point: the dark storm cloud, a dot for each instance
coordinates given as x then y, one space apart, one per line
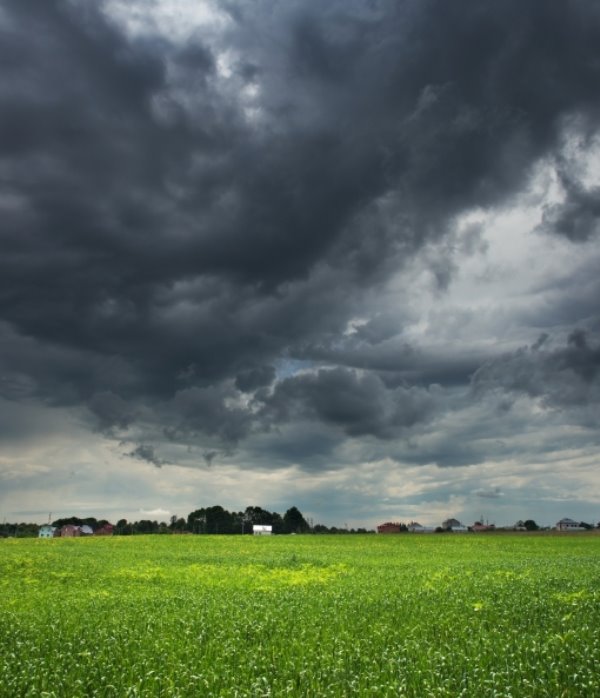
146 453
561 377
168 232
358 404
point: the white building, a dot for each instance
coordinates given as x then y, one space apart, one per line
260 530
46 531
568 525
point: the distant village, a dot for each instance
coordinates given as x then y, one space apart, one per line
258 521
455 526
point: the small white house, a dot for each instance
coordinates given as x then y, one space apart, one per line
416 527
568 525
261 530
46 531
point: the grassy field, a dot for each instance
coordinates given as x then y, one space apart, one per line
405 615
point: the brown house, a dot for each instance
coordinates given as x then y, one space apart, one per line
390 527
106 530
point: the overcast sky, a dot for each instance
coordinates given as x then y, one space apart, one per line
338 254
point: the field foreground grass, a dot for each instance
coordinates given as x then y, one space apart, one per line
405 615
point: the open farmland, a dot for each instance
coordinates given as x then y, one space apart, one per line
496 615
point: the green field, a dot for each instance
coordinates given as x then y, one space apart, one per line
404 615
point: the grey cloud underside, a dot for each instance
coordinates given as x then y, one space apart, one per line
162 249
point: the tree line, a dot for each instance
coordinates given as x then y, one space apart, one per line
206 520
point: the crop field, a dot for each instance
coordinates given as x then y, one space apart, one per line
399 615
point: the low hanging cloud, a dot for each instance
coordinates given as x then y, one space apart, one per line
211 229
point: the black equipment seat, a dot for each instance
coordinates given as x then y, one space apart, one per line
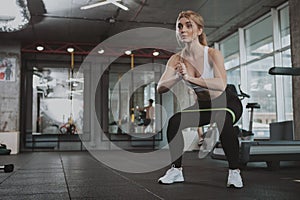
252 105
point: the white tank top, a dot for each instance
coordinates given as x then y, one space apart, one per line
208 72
* * *
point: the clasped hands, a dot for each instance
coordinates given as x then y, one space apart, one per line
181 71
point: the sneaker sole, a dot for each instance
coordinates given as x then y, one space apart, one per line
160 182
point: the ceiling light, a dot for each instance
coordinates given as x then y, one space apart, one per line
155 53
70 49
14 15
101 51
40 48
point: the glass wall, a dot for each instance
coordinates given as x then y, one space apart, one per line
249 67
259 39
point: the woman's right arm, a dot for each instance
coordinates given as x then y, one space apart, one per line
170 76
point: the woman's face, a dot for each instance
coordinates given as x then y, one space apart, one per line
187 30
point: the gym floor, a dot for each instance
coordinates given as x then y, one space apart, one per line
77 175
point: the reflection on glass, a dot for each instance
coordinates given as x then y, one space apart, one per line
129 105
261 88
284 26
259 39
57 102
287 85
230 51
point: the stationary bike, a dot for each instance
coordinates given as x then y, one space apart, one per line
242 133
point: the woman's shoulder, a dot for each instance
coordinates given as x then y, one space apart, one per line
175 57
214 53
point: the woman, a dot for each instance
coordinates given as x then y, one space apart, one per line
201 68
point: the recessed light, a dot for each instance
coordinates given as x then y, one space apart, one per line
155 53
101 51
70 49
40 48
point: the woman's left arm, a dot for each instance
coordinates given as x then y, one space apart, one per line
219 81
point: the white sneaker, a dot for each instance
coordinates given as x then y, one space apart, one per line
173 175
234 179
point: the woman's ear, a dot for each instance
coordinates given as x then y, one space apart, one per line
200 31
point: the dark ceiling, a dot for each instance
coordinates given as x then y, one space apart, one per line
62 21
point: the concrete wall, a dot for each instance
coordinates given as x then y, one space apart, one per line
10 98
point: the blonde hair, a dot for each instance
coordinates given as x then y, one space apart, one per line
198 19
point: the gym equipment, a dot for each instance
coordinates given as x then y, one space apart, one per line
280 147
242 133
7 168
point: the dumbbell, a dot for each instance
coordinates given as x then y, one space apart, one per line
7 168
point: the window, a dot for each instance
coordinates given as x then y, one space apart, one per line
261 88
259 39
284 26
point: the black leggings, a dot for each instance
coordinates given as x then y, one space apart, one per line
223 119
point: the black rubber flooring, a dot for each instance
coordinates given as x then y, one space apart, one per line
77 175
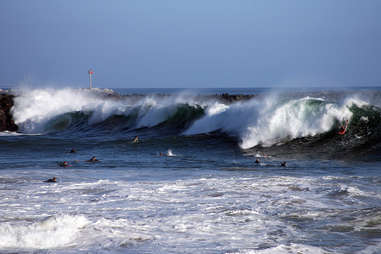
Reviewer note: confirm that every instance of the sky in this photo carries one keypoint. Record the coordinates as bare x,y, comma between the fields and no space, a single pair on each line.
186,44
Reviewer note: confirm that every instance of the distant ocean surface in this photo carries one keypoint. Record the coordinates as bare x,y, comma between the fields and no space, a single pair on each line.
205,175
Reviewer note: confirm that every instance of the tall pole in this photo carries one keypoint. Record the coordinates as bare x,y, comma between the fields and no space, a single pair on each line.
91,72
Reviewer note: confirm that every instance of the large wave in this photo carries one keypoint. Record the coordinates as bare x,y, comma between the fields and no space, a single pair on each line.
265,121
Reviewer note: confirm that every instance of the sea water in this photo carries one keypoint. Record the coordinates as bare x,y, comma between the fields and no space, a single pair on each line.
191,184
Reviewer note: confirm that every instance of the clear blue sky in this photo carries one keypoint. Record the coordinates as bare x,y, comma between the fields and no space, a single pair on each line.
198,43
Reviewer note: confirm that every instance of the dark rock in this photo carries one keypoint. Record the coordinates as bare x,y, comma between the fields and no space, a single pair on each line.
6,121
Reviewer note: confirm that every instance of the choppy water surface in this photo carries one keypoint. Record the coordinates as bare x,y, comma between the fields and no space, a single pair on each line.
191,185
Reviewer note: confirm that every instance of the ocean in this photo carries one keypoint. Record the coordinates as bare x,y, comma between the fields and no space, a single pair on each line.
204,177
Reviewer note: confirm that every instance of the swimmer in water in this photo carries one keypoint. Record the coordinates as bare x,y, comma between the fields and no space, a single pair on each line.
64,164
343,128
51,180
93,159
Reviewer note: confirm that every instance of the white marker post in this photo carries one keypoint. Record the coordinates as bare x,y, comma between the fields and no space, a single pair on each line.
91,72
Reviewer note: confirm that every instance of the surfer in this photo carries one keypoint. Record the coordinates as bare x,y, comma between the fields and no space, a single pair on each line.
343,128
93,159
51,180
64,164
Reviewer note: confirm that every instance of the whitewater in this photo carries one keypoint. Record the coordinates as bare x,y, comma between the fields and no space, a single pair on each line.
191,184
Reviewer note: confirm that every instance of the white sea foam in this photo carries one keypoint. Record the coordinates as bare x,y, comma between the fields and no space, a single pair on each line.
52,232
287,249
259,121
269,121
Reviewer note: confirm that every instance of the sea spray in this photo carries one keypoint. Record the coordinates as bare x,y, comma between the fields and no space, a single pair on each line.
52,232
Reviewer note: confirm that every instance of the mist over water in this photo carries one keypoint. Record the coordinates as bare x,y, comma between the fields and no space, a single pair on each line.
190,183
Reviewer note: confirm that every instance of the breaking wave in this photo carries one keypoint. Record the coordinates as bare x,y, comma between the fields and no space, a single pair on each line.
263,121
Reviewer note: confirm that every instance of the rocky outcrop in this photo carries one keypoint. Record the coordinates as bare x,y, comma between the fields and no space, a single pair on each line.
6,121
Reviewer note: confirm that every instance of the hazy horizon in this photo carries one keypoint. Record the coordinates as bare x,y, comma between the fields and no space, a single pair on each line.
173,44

Prompt
List each line of the material above that contains the word "sneaker", copying every such line in full.

Solved problem
point: the sneaker sole, a dot for each instance
point: the white sneaker, a dot for each instance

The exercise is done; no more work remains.